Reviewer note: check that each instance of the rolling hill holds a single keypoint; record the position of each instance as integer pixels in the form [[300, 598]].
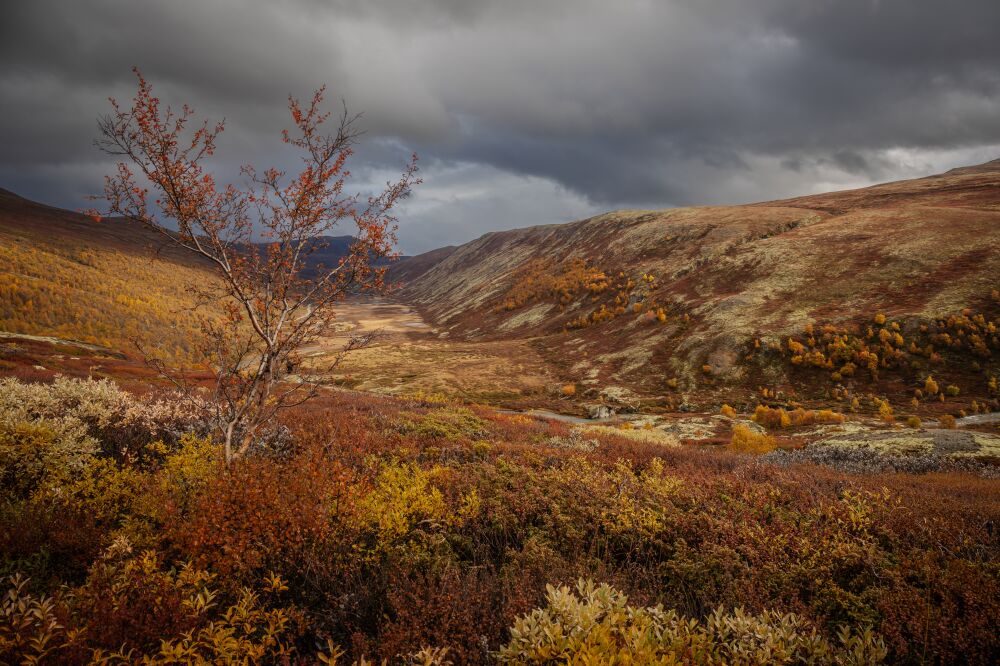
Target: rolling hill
[[110, 283], [774, 298]]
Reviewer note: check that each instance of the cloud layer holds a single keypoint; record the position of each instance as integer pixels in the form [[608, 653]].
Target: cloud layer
[[526, 112]]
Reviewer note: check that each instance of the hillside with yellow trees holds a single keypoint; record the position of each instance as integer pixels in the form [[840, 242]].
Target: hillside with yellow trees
[[844, 295], [104, 282]]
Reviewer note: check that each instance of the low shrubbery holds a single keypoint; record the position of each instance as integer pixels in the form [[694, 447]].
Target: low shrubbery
[[595, 625], [406, 529]]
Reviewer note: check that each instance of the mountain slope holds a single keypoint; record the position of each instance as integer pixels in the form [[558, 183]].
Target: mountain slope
[[684, 296], [107, 282]]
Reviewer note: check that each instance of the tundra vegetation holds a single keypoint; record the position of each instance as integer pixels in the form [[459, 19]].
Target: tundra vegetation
[[273, 302], [420, 530]]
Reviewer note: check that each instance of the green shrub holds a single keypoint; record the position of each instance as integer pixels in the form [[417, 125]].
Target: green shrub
[[595, 625]]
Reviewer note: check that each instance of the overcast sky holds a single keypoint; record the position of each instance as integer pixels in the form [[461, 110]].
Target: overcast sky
[[524, 112]]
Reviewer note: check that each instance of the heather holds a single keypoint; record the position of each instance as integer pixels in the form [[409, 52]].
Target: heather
[[424, 531]]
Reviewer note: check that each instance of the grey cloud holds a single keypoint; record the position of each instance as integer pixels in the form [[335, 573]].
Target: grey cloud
[[593, 104]]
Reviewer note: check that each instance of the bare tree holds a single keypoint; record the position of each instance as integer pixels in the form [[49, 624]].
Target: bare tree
[[258, 239]]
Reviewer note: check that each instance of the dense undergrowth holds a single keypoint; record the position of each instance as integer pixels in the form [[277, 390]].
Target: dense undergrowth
[[422, 532]]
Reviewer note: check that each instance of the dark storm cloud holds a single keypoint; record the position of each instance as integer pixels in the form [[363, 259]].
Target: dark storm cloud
[[528, 111]]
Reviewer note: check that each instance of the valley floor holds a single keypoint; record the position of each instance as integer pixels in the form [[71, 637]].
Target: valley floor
[[408, 356]]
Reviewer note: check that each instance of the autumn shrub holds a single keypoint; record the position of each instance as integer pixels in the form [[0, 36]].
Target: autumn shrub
[[745, 440], [97, 413], [133, 610], [595, 624], [383, 549], [449, 423], [771, 418]]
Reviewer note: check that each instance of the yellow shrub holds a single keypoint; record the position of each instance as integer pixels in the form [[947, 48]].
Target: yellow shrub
[[595, 625], [745, 440], [885, 412]]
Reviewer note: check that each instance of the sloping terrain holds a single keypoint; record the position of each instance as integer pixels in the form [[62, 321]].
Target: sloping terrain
[[693, 303], [108, 283]]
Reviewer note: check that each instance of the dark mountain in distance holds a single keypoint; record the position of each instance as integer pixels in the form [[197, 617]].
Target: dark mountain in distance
[[692, 296]]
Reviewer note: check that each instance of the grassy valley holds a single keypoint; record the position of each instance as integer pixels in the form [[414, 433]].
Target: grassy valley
[[798, 462]]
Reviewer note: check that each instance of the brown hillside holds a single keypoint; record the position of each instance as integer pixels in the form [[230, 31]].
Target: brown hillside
[[64, 274], [640, 298]]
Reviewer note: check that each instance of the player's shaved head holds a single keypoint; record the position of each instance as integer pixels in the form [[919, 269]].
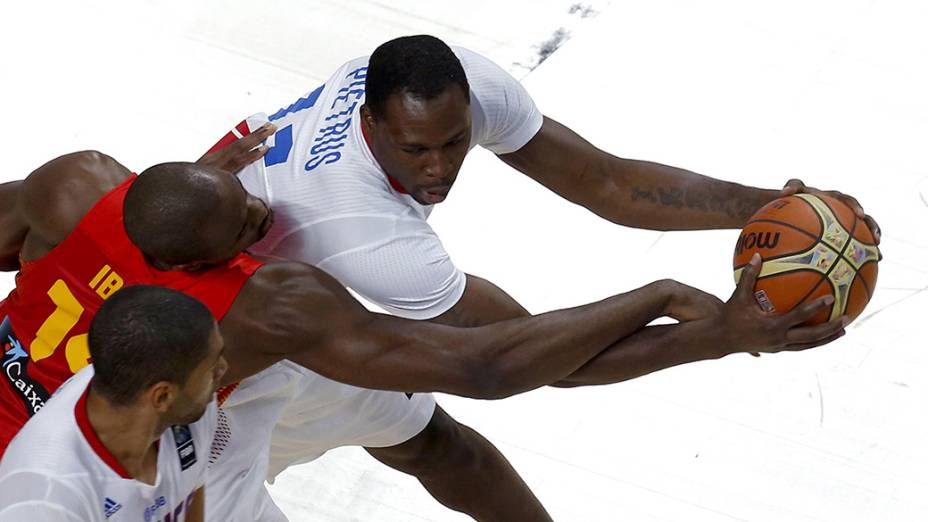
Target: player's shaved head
[[170, 207], [420, 66], [146, 334], [185, 216]]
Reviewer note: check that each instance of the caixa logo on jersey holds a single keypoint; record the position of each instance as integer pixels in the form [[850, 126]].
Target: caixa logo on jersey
[[15, 365]]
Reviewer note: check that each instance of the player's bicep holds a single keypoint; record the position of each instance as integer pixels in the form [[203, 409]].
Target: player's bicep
[[37, 497], [482, 303]]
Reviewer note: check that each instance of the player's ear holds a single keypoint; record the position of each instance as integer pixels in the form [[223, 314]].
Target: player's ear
[[162, 395]]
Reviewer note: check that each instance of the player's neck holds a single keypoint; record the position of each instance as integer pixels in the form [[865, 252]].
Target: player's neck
[[130, 435]]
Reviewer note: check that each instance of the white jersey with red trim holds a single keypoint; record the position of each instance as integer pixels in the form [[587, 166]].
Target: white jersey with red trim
[[57, 470], [335, 207]]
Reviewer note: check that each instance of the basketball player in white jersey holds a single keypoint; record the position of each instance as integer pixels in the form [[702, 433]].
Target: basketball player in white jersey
[[352, 173], [128, 438]]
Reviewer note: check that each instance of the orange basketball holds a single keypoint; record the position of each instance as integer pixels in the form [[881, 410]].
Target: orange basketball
[[811, 246]]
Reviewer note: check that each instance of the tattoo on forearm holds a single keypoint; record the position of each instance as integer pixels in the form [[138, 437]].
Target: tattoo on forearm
[[695, 199]]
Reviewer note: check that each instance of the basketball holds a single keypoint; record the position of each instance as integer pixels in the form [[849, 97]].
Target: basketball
[[811, 246]]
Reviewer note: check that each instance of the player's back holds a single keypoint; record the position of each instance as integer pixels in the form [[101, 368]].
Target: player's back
[[45, 319], [57, 466]]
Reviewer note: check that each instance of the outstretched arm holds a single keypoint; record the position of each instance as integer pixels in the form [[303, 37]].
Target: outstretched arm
[[294, 311], [706, 331], [643, 194]]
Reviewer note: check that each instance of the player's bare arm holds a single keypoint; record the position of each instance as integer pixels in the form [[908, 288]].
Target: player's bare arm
[[39, 212], [643, 194], [297, 312], [196, 509], [707, 329]]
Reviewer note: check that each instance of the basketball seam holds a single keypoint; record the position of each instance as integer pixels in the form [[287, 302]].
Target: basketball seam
[[863, 280]]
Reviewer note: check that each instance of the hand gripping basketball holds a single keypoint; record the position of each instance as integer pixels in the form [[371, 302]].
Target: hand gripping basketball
[[745, 327]]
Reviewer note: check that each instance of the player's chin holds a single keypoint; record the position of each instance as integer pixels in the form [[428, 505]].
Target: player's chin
[[432, 196]]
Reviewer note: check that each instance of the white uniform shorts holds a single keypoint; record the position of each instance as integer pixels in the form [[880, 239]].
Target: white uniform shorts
[[288, 415]]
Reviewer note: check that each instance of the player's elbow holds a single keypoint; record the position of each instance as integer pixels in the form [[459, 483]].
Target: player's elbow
[[490, 379]]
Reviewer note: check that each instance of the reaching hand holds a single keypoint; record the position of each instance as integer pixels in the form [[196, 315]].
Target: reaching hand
[[746, 328], [236, 155], [795, 186]]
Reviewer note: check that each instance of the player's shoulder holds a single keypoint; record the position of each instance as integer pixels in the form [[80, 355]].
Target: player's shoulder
[[278, 281], [87, 171], [57, 195]]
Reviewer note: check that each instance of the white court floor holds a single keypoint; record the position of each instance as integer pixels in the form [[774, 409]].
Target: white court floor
[[829, 91]]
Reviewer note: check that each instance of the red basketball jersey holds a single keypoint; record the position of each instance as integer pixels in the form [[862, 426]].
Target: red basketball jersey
[[45, 319]]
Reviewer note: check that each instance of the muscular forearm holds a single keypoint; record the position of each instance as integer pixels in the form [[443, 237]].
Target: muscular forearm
[[649, 195], [634, 193], [650, 349], [13, 227]]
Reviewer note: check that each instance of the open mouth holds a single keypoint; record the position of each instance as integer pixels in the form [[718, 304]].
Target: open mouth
[[436, 194]]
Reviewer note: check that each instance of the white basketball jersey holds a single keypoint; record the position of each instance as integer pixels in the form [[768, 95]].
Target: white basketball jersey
[[335, 206], [57, 470]]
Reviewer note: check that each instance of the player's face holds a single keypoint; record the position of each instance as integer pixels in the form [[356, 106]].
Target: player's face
[[201, 385], [422, 143], [241, 220]]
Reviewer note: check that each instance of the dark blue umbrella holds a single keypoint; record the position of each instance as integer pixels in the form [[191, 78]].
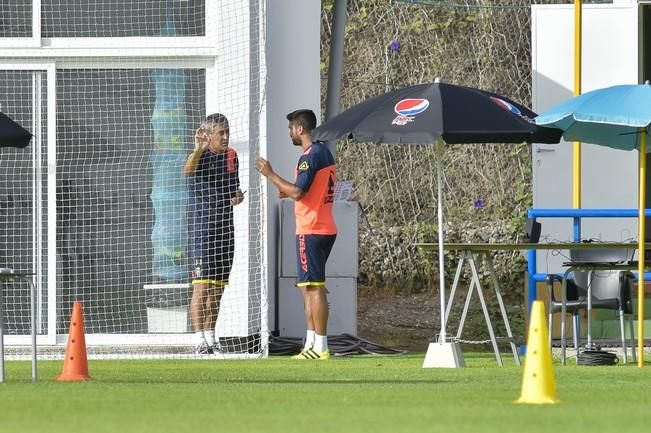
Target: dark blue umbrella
[[424, 113], [12, 134], [437, 113]]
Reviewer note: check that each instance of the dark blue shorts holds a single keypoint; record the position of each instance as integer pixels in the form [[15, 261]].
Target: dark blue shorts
[[213, 248], [312, 252]]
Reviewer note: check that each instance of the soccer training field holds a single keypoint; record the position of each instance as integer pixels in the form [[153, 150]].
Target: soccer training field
[[357, 394]]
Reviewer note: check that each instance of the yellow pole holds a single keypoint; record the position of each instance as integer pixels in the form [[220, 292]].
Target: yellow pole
[[641, 246], [576, 161]]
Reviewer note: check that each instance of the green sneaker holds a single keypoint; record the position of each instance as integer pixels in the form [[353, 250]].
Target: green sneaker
[[312, 354]]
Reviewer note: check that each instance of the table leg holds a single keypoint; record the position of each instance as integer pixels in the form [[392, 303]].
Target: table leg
[[466, 305], [486, 315], [589, 312], [564, 312], [455, 283], [498, 293]]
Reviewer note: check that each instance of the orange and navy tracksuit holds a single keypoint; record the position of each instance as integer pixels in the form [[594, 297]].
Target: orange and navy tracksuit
[[315, 225]]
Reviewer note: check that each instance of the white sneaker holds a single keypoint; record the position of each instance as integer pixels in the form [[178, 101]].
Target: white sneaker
[[203, 349]]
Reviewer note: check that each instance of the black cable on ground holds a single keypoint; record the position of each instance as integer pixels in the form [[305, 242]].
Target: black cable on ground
[[596, 357], [339, 345]]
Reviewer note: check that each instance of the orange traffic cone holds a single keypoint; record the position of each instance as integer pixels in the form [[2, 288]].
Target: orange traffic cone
[[75, 364]]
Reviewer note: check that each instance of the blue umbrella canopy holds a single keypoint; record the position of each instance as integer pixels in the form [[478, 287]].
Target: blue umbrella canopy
[[613, 116], [617, 117]]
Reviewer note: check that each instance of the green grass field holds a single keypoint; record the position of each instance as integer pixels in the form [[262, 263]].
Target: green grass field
[[357, 394]]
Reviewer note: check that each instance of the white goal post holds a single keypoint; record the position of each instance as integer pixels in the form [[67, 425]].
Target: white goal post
[[97, 205]]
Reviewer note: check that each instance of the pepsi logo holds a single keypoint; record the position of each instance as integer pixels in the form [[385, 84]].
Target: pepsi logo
[[507, 106], [411, 107]]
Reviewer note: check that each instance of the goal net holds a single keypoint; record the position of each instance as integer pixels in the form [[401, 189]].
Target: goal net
[[98, 207]]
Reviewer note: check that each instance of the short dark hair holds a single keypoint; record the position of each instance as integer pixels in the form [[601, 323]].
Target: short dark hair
[[213, 120], [305, 118]]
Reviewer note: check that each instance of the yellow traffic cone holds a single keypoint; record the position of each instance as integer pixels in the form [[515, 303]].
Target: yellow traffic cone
[[538, 386]]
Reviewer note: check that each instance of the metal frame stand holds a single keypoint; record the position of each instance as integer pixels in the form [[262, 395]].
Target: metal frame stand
[[10, 275], [467, 255]]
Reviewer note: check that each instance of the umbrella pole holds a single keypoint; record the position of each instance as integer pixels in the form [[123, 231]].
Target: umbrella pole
[[439, 181], [442, 353], [641, 247]]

**TASK TO CARRY OUT:**
Among the entries above, the line containing "Reviewer note: check that each instance of the player's bare", the line containing "Reviewer note: check that each instance of the white uniform", and all lines between them are to be restated word for word; nothing else belongs in the reply.

**FINISHED EXERCISE:**
Reviewer note: check that each instance of the player's bare arm holds a single keypoint; record the position of each instance as integer pixels in the form [[908, 288]].
Target: player's bare arm
[[39, 212], [643, 194], [297, 312], [196, 509], [707, 329]]
Reviewer note: check that each instance of the basketball seam holds a single keypoint; record the position of each instance as integer pixels in the form [[287, 302]].
Target: basketball seam
[[863, 280]]
Reviewer note: check that each instance of the hand gripping basketball holds a single keypoint; record the position of each instance as integer pixels in the form [[371, 302]].
Target: hand gripping basketball
[[745, 327]]
Reviewer note: check that each instance of the player's chin holds a single keypoint; record the position of each instance as integer pixels in the form [[428, 505]].
Target: player's chin
[[432, 196]]
Reviewer note: check that each instance of the white uniform shorts holds a single keypoint; record the position of each instance as integer pixels in the form [[880, 239]].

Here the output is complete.